- **STUDY MATERIAL**
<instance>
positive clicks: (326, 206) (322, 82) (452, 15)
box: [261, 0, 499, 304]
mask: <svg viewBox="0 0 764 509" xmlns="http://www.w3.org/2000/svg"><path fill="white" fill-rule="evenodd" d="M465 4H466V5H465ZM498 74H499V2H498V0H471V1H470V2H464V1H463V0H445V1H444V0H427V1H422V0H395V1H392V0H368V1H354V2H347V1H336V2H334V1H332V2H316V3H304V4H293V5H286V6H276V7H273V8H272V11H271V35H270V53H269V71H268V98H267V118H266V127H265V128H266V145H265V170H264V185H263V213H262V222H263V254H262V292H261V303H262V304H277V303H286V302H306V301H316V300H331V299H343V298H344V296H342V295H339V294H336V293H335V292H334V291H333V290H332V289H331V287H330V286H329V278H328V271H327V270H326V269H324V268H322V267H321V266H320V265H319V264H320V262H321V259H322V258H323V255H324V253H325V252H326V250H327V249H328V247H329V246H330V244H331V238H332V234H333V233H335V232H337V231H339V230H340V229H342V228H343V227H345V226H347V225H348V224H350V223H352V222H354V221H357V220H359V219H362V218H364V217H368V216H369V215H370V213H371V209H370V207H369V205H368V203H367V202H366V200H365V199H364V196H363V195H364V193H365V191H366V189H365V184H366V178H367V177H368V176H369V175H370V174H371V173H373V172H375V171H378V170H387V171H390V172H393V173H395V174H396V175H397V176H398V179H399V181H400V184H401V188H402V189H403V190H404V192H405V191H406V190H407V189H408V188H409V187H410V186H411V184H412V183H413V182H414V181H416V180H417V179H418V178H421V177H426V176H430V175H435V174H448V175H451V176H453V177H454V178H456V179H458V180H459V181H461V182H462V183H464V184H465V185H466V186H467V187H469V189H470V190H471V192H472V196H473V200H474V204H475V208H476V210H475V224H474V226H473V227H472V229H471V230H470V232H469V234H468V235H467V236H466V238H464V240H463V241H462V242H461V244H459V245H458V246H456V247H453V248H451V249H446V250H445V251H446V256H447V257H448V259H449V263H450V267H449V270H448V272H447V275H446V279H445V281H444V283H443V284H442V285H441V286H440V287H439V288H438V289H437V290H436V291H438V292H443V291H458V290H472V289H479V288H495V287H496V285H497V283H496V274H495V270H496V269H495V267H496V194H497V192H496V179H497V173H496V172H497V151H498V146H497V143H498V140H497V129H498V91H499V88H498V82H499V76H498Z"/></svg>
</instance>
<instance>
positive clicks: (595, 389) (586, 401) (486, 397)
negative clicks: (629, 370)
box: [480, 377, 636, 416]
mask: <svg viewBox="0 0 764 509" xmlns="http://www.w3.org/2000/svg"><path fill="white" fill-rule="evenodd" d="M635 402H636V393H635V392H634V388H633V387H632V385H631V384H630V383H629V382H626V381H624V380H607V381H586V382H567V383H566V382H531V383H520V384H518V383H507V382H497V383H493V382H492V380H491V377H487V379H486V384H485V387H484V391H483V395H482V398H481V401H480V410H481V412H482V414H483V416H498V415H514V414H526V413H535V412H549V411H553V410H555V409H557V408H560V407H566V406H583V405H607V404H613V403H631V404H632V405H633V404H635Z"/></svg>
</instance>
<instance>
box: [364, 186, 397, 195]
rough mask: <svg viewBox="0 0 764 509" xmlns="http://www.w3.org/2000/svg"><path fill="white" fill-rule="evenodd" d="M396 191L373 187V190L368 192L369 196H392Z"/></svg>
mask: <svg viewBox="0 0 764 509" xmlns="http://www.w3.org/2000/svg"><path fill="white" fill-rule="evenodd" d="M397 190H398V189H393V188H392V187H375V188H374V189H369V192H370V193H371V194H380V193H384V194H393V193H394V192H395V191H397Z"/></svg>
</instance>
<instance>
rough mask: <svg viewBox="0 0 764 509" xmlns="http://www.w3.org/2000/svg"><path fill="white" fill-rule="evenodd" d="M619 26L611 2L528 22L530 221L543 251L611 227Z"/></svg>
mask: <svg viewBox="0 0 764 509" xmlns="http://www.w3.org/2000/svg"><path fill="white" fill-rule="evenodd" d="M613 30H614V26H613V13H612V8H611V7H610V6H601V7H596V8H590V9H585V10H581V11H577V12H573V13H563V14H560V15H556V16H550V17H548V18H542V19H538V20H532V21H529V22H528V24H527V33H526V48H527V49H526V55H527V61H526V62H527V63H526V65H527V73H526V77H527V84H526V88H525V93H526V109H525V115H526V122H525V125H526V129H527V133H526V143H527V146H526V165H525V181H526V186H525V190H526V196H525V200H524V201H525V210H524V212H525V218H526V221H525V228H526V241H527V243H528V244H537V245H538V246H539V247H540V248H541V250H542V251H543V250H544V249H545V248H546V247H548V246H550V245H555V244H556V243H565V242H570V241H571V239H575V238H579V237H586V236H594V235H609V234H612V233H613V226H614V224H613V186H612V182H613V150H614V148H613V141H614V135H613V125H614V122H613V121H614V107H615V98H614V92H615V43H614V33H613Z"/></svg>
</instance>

- **WHAT NEEDS TO BE DONE**
For the material above, produce a word-for-word copy.

- **ANSWER TO THE EXERCISE**
<instance>
positive clicks: (326, 206) (322, 82) (452, 15)
box: [261, 0, 499, 304]
mask: <svg viewBox="0 0 764 509" xmlns="http://www.w3.org/2000/svg"><path fill="white" fill-rule="evenodd" d="M465 4H466V5H465ZM498 74H499V2H498V0H471V1H470V2H464V1H463V0H445V1H444V0H427V1H422V0H395V1H392V0H368V1H354V2H347V1H336V2H334V1H332V2H316V3H304V4H293V5H286V6H276V7H273V8H272V11H271V35H270V53H269V71H268V98H267V118H266V127H265V128H266V145H265V170H264V185H263V213H262V222H263V254H262V292H261V303H262V304H277V303H286V302H306V301H316V300H331V299H343V298H344V296H342V295H339V294H336V293H335V292H334V291H333V290H332V289H331V287H330V286H329V278H328V271H327V270H326V269H324V268H322V267H321V266H320V265H319V264H320V262H321V259H322V258H323V255H324V253H325V252H326V250H327V249H328V247H329V246H330V244H331V238H332V234H333V233H335V232H337V231H339V230H340V229H342V228H343V227H345V226H347V225H348V224H350V223H352V222H354V221H357V220H359V219H362V218H364V217H368V216H369V215H370V213H371V209H370V207H369V205H368V203H367V202H366V200H365V199H364V196H363V195H364V193H365V191H366V189H365V184H366V178H367V177H368V176H369V175H370V174H371V173H373V172H375V171H378V170H387V171H390V172H393V173H395V174H396V175H397V176H398V179H399V181H400V184H401V188H402V189H403V190H404V192H405V191H406V190H407V189H408V188H409V187H410V186H411V184H412V183H413V182H414V181H416V180H417V179H418V178H421V177H426V176H430V175H435V174H448V175H451V176H453V177H454V178H456V179H458V180H459V181H461V182H462V183H464V184H465V185H466V186H467V187H469V189H470V190H471V192H472V196H473V200H474V204H475V208H476V210H475V224H474V226H473V227H472V229H471V230H470V232H469V234H468V235H467V236H466V238H464V240H463V241H462V242H461V244H459V245H458V246H456V247H453V248H451V249H446V250H445V251H446V256H447V257H448V259H449V263H450V267H449V270H448V272H447V275H446V279H445V281H444V283H443V284H442V285H441V286H440V287H439V288H438V289H437V290H436V291H438V292H443V291H458V290H472V289H479V288H495V287H496V285H497V283H496V274H495V270H496V269H495V267H496V194H497V192H496V179H497V173H496V172H497V151H498V146H497V143H498V140H497V129H498V91H499V88H498V82H499V76H498Z"/></svg>
</instance>
<instance>
positive clicks: (595, 389) (586, 401) (486, 397)
negative clicks: (629, 370)
box: [480, 377, 636, 416]
mask: <svg viewBox="0 0 764 509" xmlns="http://www.w3.org/2000/svg"><path fill="white" fill-rule="evenodd" d="M635 402H636V393H635V392H634V388H633V387H632V385H631V384H630V383H629V382H626V381H624V380H607V381H586V382H567V383H566V382H531V383H520V384H518V383H507V382H497V383H493V382H492V380H491V377H487V379H486V384H485V387H484V391H483V395H482V398H481V401H480V410H481V412H482V414H483V416H498V415H514V414H526V413H535V412H549V411H553V410H555V409H557V408H560V407H566V406H583V405H607V404H613V403H631V404H632V405H633V404H635Z"/></svg>
</instance>
<instance>
box: [364, 186, 397, 195]
rough mask: <svg viewBox="0 0 764 509" xmlns="http://www.w3.org/2000/svg"><path fill="white" fill-rule="evenodd" d="M396 191L373 187V190L368 192L369 196H392Z"/></svg>
mask: <svg viewBox="0 0 764 509" xmlns="http://www.w3.org/2000/svg"><path fill="white" fill-rule="evenodd" d="M397 190H398V189H393V188H392V187H375V188H374V189H369V192H370V193H371V194H380V193H384V194H393V193H394V192H395V191H397Z"/></svg>
</instance>
<instance>
rough mask: <svg viewBox="0 0 764 509" xmlns="http://www.w3.org/2000/svg"><path fill="white" fill-rule="evenodd" d="M619 26L611 2L528 22L530 221L543 251L611 227Z"/></svg>
mask: <svg viewBox="0 0 764 509" xmlns="http://www.w3.org/2000/svg"><path fill="white" fill-rule="evenodd" d="M613 30H614V26H613V13H612V8H611V7H610V6H601V7H596V8H590V9H585V10H581V11H577V12H573V13H563V14H560V15H556V16H550V17H548V18H542V19H538V20H532V21H529V22H528V24H527V33H526V48H527V49H526V55H527V61H526V62H527V63H526V65H527V73H526V77H527V84H526V88H525V93H526V109H525V115H526V122H525V125H526V129H527V133H526V143H527V146H526V165H525V181H526V186H525V190H526V196H525V200H524V201H525V210H524V212H525V218H526V221H525V228H526V241H527V243H528V244H537V245H538V246H539V247H540V248H541V250H542V251H543V250H544V249H545V248H546V247H548V246H550V245H555V244H556V243H565V242H570V241H571V239H575V238H579V237H586V236H594V235H609V234H612V233H613V226H614V224H613V186H612V182H613V150H614V148H613V141H614V135H613V125H614V122H613V121H614V107H615V98H614V92H615V43H614V33H613Z"/></svg>
</instance>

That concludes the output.